***** TEXTO DE LEITURA *****
17 de setembro de 2019

Get In e The Wind.


    São as duas últimas críticas a filmes do MOTELX, antes de uma final publicação em jeito de balanço. Devo dizer que as críticas aos filmes não seguiram sempre a ordem em que os vi. Críticas houve que julguei merecerem uma publicação autónoma. São caso disso The Golden Glove e Plan 9 From Outer Space.

   Get In (não confundir com Get Out, um filme de terror do ano passado, que detestei) é uma produção francesa. Do que mais tenho gostado nesta edição do MOTELX é que os filmes têm todo um conteúdo subjacente, o que é excelente. O protagonista é negro, está casado com uma mulher branca. Oliver Abbou, o director, soube pô-lo em situações do quotidiano que demonstram o racismo encapotado, em forma de paternalismo, sobre os negros que moram em França e inclusive aquele que ocorre dentro da própria comunidade negra (numa das cenas, o protagonista, que é professor, adverte um aluno também negro, que o confronta, chamando-lhe "Oreo", bolacha que é preta por fora e branca por dentro; noutra cena, quando convidado a sair pelo funcionário público, o segurança, também negro, diz-lhe: "acalma-te, irmão"). A par dos problemas raciais, Paul vive em meio de crises de virilidade. Em parcas palavras, é um homem apático, que alguns considerariam "frouxo", o que contrasta sobremodo com a nossa representação do homem negro, forte, impenetrável, sexualmente insaciável. Houve, ainda, uma inversão dos papéis: os antagonistas são brancos, jovens, fisicamente atractivos.




   O argumento gira em torno de uma casa, ocupada à revelia dos donos, precisamente os protagonistas, mas está longe de ser o que lhe subjaz. As questões que são trazidas, como referi num parágrafo anterior, têm outra densidade. Saliento a referência cultural ao porco, o animal, que é usado em máscaras pelos antagonistas. O porco é tido por um animal degradante, rasteiro, sujo, podre, justamente a associação que fazemos com aqueles sujeitos, que, em grupo, agem com uma enorme violência. O tema da violência em grupo é, assim, também abordado.
*****
→ TAREFAS DO EXERCÍCIO
(1) Transcreva fielmente o trecho da crítica que começa nas palavras "O argumento gira" e termina após as palavras "assim, também abordado.".
(2) Responda às seguintes perguntas com base na crítica:
(a) De que país é a produção Get In?
(b) Quem é o director do filme?
(c) Que animal aparece nas máscaras usadas pelos antagonistas?
***** ITENS REGISTADOS *****
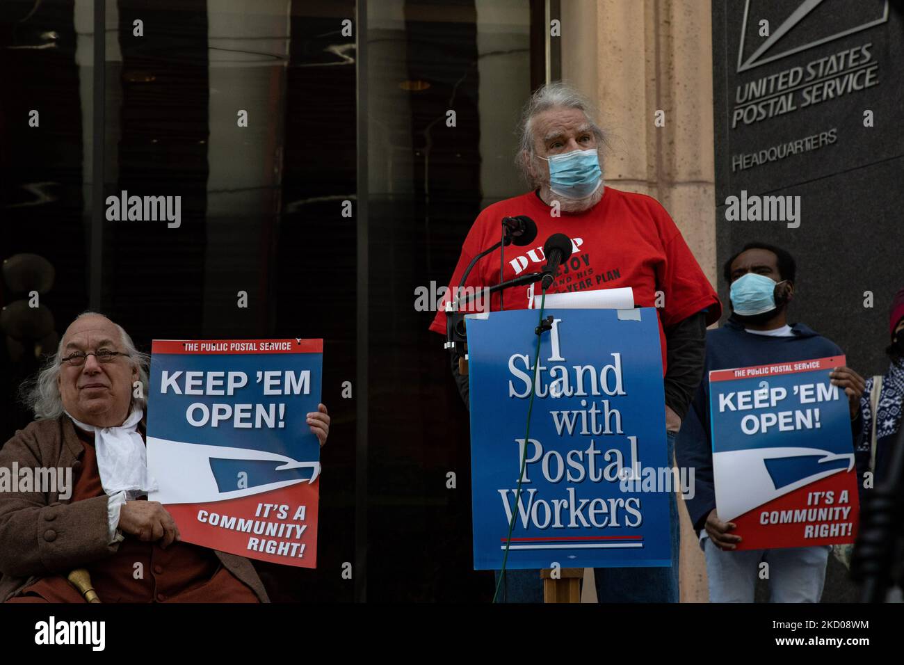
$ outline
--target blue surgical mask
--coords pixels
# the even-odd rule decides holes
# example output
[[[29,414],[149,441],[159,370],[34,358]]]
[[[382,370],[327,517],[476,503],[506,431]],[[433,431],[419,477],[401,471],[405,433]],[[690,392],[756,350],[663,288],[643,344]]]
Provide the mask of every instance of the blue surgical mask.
*****
→ RESPOSTAS
(1)
O argumento gira em torno de uma casa, ocupada à revelia dos donos, precisamente os protagonistas, mas está longe de ser o que lhe subjaz. As questões que são trazidas, como referi num parágrafo anterior, têm outra densidade. Saliento a referência cultural ao porco, o animal, que é usado em máscaras pelos antagonistas. O porco é tido por um animal degradante, rasteiro, sujo, podre, justamente a associação que fazemos com aqueles sujeitos, que, em grupo, agem com uma enorme violência. O tema da violência em grupo é, assim, também abordado.

(2)
(a) É uma produção francesa.
(b) Oliver Abbou.
(c) O porco.